DATASET ROWS —

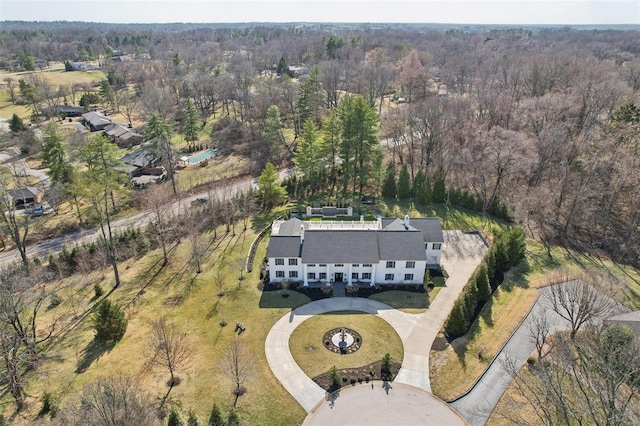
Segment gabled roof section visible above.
[267,235,300,257]
[409,217,444,243]
[7,186,42,200]
[382,219,416,231]
[82,111,111,127]
[278,217,309,236]
[121,147,156,167]
[377,231,427,260]
[302,229,380,263]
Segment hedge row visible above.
[444,228,526,338]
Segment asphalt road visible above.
[450,283,628,426]
[0,168,293,267]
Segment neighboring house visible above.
[42,105,87,118]
[104,123,142,148]
[603,311,640,339]
[82,111,112,132]
[267,216,444,286]
[120,146,164,177]
[7,186,44,208]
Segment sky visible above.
[0,0,640,25]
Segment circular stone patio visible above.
[302,381,467,426]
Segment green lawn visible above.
[289,312,404,377]
[0,225,307,425]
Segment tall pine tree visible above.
[382,162,397,198]
[398,164,411,200]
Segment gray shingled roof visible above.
[302,230,379,263]
[377,231,427,260]
[278,217,309,236]
[409,217,444,243]
[267,235,300,257]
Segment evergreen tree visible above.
[40,121,73,184]
[338,96,379,196]
[9,112,27,133]
[411,170,426,203]
[506,228,527,267]
[258,163,287,210]
[293,119,324,186]
[398,164,411,200]
[93,299,127,344]
[295,66,324,135]
[207,403,225,426]
[444,298,469,337]
[462,277,478,324]
[187,411,199,426]
[475,262,491,302]
[382,162,397,198]
[262,105,291,160]
[167,409,184,426]
[184,98,200,148]
[433,177,447,203]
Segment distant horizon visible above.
[0,0,640,26]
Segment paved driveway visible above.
[265,231,487,412]
[302,381,466,426]
[451,283,628,426]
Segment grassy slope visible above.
[430,241,640,399]
[2,225,305,424]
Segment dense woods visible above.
[0,22,640,422]
[0,23,640,264]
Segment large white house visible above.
[267,216,444,286]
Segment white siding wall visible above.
[425,243,444,265]
[376,260,427,284]
[269,257,304,282]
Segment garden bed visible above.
[313,360,401,392]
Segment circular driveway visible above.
[302,381,467,426]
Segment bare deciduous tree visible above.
[544,278,614,339]
[224,336,255,407]
[146,317,192,387]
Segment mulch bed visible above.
[312,360,402,392]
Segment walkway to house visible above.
[265,231,487,418]
[302,381,466,426]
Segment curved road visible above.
[0,169,292,267]
[450,283,628,426]
[265,231,487,418]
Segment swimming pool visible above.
[187,148,218,164]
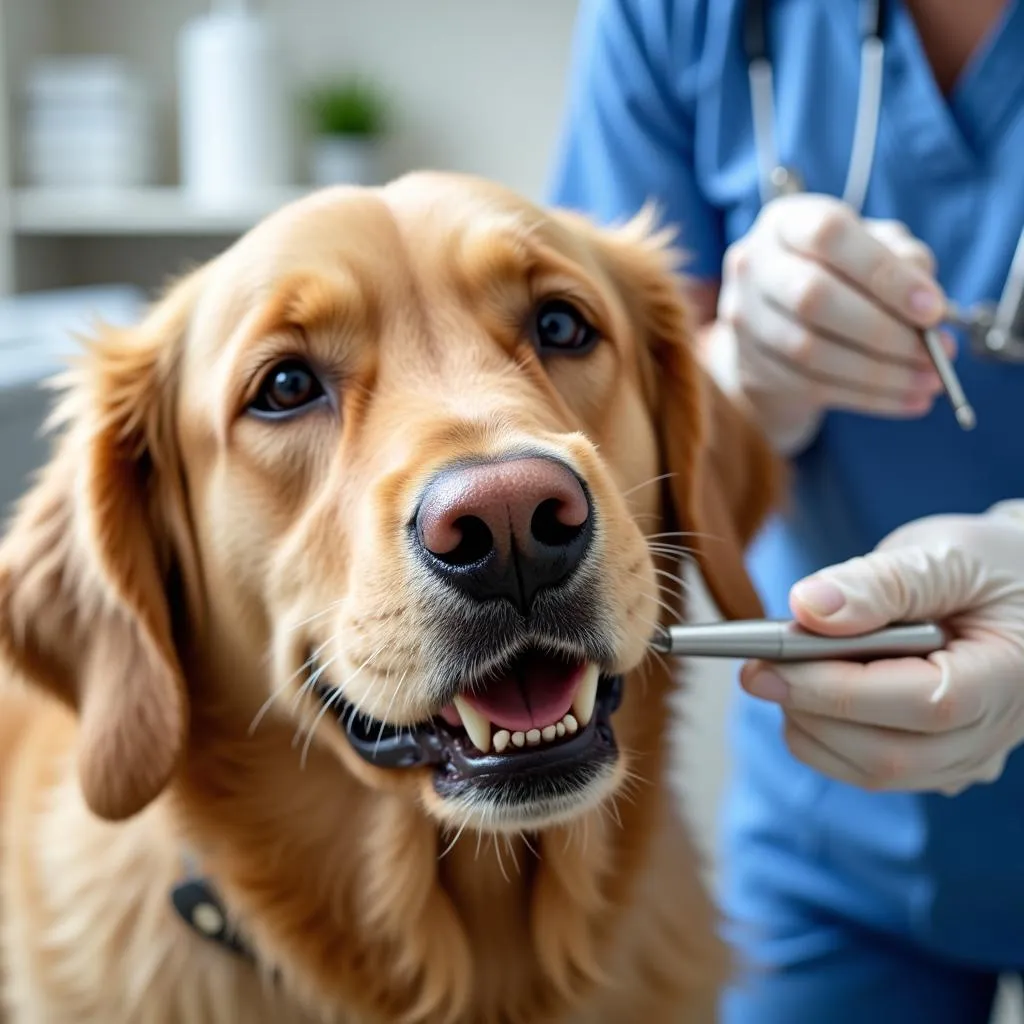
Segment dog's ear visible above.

EXERCISE INSTRUCTIONS —
Rewrite the listing above, putting "Outline" wherever "Segment" appears and changing nothing else. Leave out the pictures.

RESULT —
Outline gabled roof section visible above.
[267,235,300,257]
[409,217,444,243]
[7,186,42,200]
[382,219,416,231]
[82,111,111,127]
[278,217,309,236]
[121,147,156,167]
[377,231,427,260]
[302,229,380,263]
Outline hedge row visible above.
[444,228,526,338]
Outline asphalt road visible above.
[450,283,628,426]
[0,168,293,267]
Outline neighboring house visible above.
[42,105,87,118]
[104,123,142,148]
[603,311,640,339]
[82,111,112,132]
[267,216,444,286]
[120,146,164,177]
[7,186,44,208]
Outline sky visible above.
[0,0,640,25]
Outline circular stone patio visible above.
[302,381,467,426]
Outline green lawn visible above.
[289,312,404,377]
[0,225,307,425]
Outline tall pine tree visible above.
[382,162,397,198]
[398,164,411,200]
Outline gray shingled roof visible above.
[302,230,379,263]
[377,231,427,260]
[278,217,309,236]
[409,217,444,243]
[267,235,300,257]
Outline evergreen tree visible above.
[40,121,73,184]
[338,96,379,196]
[9,112,27,133]
[411,170,426,203]
[506,228,527,267]
[258,163,287,210]
[293,119,324,186]
[398,164,411,200]
[93,299,127,344]
[295,66,324,135]
[207,403,225,426]
[444,298,469,337]
[462,277,478,324]
[187,411,199,426]
[475,262,491,302]
[382,162,397,198]
[262,105,291,160]
[167,409,184,426]
[184,98,200,148]
[433,177,447,203]
Outline distant horizon visible above.
[0,0,640,26]
Outline paved driveway visible above.
[265,231,487,412]
[302,381,466,426]
[451,283,628,426]
Outline grassy slope visible above.
[430,241,640,399]
[2,225,305,424]
Outline dense woods visible above.
[0,22,640,422]
[0,23,640,264]
Outline large white house visible above.
[267,216,444,286]
Outline white siding wall visible above.
[425,243,444,265]
[376,260,427,284]
[269,257,304,282]
Outline garden bed visible above.
[313,360,401,392]
Outline circular driveway visible above.
[302,381,467,426]
Outline bare deciduous tree visible above.
[544,278,614,339]
[224,336,255,407]
[146,317,192,387]
Outline mulch bed visible above.
[312,360,402,392]
Outline walkway to house visible above.
[265,231,487,418]
[302,381,466,426]
Outline curved road visible above.
[0,169,292,267]
[450,283,628,426]
[265,231,487,418]
Outline swimming pool visible above.
[187,148,218,164]
Outline dog's ear visible above.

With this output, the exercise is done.